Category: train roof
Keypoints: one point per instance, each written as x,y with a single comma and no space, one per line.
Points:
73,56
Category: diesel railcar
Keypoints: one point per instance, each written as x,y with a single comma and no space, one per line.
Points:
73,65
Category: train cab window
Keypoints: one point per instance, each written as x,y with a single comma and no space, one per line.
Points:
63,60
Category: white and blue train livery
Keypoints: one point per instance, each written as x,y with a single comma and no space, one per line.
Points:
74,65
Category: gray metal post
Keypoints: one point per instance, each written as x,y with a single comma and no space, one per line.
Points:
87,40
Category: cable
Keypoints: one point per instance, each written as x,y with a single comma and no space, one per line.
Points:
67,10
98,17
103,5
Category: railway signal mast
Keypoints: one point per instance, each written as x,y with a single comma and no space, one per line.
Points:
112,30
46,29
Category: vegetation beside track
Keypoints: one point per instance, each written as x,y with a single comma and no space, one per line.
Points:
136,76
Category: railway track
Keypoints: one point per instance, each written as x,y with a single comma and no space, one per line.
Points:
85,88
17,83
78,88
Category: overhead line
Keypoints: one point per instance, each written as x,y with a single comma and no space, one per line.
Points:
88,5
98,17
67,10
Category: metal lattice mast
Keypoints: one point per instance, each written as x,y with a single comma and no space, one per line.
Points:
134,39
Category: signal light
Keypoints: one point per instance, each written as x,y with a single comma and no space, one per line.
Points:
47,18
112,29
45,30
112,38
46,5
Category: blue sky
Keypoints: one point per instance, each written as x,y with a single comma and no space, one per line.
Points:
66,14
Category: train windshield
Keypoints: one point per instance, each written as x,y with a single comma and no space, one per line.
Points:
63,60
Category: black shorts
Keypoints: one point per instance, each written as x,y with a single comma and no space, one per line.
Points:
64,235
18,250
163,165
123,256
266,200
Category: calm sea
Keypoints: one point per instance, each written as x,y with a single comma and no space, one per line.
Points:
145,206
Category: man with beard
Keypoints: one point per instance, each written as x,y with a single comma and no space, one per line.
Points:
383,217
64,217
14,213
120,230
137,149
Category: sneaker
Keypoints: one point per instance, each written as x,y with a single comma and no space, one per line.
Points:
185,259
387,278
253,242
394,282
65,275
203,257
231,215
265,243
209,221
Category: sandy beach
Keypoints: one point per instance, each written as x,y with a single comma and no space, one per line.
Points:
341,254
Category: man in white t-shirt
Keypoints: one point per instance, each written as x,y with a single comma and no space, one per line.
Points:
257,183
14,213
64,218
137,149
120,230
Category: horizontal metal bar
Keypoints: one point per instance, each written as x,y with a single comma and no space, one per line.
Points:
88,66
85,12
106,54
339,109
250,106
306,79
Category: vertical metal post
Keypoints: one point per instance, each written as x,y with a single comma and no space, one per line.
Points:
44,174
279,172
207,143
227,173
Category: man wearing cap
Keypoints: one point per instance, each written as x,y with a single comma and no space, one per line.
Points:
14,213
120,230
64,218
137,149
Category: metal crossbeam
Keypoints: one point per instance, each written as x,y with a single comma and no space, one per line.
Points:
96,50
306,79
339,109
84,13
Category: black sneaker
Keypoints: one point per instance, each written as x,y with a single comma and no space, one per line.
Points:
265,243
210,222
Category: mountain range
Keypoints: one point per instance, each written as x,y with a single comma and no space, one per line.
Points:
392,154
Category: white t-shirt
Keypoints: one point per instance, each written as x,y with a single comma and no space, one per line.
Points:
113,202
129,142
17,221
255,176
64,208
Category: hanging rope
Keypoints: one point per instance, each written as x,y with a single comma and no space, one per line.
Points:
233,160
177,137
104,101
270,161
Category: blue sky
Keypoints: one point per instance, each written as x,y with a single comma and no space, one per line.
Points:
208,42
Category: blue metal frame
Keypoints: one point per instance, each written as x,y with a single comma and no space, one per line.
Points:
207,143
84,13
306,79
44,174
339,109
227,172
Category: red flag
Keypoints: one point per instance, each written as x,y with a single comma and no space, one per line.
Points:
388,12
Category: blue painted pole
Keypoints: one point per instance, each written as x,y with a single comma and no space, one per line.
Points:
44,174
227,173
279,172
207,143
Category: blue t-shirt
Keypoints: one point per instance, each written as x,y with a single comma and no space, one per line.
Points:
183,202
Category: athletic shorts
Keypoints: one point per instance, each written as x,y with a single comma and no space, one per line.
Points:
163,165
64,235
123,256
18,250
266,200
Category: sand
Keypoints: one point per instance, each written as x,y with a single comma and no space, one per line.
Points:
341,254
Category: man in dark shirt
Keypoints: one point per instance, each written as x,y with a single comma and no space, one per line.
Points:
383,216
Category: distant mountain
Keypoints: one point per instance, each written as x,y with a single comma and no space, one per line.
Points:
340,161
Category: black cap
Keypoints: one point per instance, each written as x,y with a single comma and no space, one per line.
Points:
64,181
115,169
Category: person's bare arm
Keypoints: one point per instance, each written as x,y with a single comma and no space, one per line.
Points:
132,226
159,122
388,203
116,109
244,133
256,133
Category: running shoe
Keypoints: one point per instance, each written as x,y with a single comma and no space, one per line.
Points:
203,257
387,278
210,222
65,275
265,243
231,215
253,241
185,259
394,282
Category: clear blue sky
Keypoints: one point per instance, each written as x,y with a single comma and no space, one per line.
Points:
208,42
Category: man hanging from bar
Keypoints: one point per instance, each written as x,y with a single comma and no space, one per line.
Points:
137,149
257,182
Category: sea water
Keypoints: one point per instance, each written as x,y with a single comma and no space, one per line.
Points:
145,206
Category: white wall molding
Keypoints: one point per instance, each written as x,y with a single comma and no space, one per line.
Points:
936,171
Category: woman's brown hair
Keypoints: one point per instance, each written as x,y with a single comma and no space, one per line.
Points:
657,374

| Problem requirements |
Return from the data every line that holds "shorts".

| Finished task |
Category: black shorts
Category: athletic shorts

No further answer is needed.